■ **Written instruction**
Please copy out every one of the items below word for word.

(Excerpts from a pointing dataset)
·····
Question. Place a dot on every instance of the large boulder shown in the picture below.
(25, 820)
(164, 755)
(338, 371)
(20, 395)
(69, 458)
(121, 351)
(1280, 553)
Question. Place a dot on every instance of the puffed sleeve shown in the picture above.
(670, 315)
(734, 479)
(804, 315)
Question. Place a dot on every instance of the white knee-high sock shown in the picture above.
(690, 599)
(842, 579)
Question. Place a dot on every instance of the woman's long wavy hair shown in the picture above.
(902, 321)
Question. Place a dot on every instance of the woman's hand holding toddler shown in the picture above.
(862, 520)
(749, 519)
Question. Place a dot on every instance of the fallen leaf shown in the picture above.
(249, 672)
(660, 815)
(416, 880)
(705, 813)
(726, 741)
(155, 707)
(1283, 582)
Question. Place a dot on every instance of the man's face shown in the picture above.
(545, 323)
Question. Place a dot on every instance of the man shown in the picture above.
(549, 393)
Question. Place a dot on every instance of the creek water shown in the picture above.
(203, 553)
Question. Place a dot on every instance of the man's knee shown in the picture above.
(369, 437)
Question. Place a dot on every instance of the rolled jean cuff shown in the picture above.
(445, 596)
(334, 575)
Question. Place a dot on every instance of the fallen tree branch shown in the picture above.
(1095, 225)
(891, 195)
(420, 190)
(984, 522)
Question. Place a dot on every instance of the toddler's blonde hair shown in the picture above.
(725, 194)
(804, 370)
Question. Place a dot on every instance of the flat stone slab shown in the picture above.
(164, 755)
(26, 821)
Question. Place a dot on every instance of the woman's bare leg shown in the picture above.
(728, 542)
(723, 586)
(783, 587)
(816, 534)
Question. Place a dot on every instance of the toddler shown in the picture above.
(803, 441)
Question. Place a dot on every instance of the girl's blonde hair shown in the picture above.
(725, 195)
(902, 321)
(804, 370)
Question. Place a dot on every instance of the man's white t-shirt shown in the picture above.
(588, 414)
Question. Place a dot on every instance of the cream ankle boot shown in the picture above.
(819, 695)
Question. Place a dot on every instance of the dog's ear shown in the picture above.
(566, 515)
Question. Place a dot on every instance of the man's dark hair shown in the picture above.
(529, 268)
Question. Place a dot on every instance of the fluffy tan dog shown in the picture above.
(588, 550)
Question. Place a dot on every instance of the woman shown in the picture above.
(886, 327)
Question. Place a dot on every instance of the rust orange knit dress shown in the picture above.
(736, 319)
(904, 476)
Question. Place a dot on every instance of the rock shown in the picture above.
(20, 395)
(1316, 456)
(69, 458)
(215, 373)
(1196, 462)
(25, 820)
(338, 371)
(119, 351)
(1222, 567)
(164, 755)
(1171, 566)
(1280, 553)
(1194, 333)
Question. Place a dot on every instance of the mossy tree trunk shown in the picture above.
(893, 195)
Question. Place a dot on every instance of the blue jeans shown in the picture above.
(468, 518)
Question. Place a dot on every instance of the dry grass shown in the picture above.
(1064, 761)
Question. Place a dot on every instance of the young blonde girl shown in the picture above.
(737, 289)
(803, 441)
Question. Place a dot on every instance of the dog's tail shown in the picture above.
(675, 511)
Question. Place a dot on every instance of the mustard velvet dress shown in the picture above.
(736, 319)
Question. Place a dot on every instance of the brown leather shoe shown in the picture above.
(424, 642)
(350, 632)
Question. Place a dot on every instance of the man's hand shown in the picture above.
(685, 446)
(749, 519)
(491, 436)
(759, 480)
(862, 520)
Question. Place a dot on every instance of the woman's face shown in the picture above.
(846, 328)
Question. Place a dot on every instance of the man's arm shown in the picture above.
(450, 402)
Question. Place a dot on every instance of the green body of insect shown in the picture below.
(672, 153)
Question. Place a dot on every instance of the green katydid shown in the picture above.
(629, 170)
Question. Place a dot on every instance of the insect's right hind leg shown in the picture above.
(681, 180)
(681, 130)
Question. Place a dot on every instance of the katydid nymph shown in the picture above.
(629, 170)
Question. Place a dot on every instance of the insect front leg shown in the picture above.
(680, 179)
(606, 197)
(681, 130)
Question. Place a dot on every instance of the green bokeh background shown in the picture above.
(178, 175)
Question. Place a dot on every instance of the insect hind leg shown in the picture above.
·····
■ **Exercise answer**
Question. Place a dot on every instance of the large boulder shown in the picture below.
(25, 820)
(164, 755)
(338, 371)
(20, 395)
(69, 458)
(121, 351)
(1280, 553)
Question. Place a dot on every instance of the puffed sleeve shown in the picture above.
(670, 315)
(734, 479)
(804, 315)
Question. Place a dot on every instance of the white knee-high sock shown in the picture above.
(690, 599)
(842, 579)
Question. Place a dot on every instance of the woman's long wavy hair shown in the picture above.
(902, 321)
Question. Place a dot on every instance of the woman's hand holding toddler shown in the picture above.
(862, 520)
(749, 519)
Question. Place a dot on every instance of the fallen leaf shown in the picture above.
(249, 672)
(660, 815)
(416, 880)
(705, 813)
(726, 741)
(155, 707)
(1283, 582)
Question. Place a dot on every instance of the man's face shown in the picture above.
(545, 323)
Question. Place a dot on every instance of the man shown in the picture above.
(549, 393)
Question. Place a dot on every instance of the creek water shown in the picture above.
(203, 553)
Question. Place a dot on every instance of the man's knee shown in the picture above.
(369, 437)
Question. Place a dot on every instance of the rolled jean cuff shown in the picture above.
(445, 596)
(334, 575)
Question. Place a dot on every instance of the fallen tree branch shown in the picture above.
(1095, 225)
(891, 195)
(420, 190)
(984, 522)
Question. Place a dot on every instance of the toddler's blonde hair shown in the picture above.
(725, 194)
(804, 370)
Question. Place a dot on every instance of the flat stone slab shown in the picture above.
(164, 755)
(26, 821)
Question. Place a dot on every instance of the woman's bare leg shown in the picture above.
(728, 542)
(723, 586)
(783, 587)
(816, 534)
Question. Place a dot on every instance of the toddler shown in the picture above.
(803, 441)
Question. Place a dot on every instance of the girl's blonde hair shown in the picture above.
(725, 195)
(902, 321)
(804, 370)
Question. Place a dot on every instance of the man's white t-shirt shown in the picture above.
(588, 414)
Question. Place a dot on every instance of the cream ankle boot shown in the picture above.
(819, 695)
Question. Place a dot on every instance of the dog's ear shown in the picture above.
(566, 515)
Question. Place a dot on every instance of the man's dark hair shown in the picture above.
(529, 268)
Question. Place a dot on every instance of the fluffy tan dog shown in the picture above.
(588, 550)
Question. Place a dot on every instance of the woman shown in the picture above.
(886, 327)
Question. Place a dot on every instance of the rust orange knit dress shown in the picture above.
(736, 319)
(904, 476)
Question. Place a dot on every instance of the rock shown in the picture above.
(20, 395)
(1316, 456)
(69, 458)
(215, 373)
(1196, 462)
(25, 820)
(338, 371)
(119, 351)
(1222, 567)
(164, 755)
(1171, 566)
(1280, 553)
(1194, 333)
Question. Place a dot on every instance of the mossy tree trunk shown in the picture above.
(893, 195)
Question. Place a dot on every instance of the blue jeans shown in the picture above.
(468, 518)
Question. Place a dot on every instance of the dry grass shown in the picture above.
(1064, 761)
Question. Place a dot on every instance of the young blonde girl shown in the picture above.
(737, 289)
(803, 441)
Question. Place a dot on every instance of the dog's tail shown in the picture above.
(675, 511)
Question. Place a dot on every instance of the mustard velvet dress shown in the picture above.
(736, 319)
Question. Place a dot on every instance of the brown leather shoe shown in the picture above.
(424, 642)
(350, 632)
Question. Place a dot on every instance of the man's hand shown in the picture above.
(685, 446)
(749, 519)
(491, 436)
(759, 480)
(862, 520)
Question. Place a dot on every instance of the woman's face shown in the picture above.
(846, 328)
Question. Place a dot on every instance of the man's arm shown in the picture above.
(450, 402)
Question. Place a dot on every instance of the green body of insect shown in the picture below.
(672, 153)
Question. Place a dot on every instance of the green katydid shown in the picture above.
(629, 170)
Question. Place a dot on every instance of the insect's right hind leg shown in the picture above.
(681, 180)
(681, 130)
Question. Place a dot on every instance of the katydid nymph shown in the picture above.
(629, 170)
Question. Place a dot on every instance of the insect front leg shown in the picture above.
(680, 179)
(606, 197)
(681, 130)
Question. Place a dot on every instance of the green bokeh background shown in the picture above.
(178, 175)
Question. Place a dot on every instance of the insect hind leg shown in the picture above.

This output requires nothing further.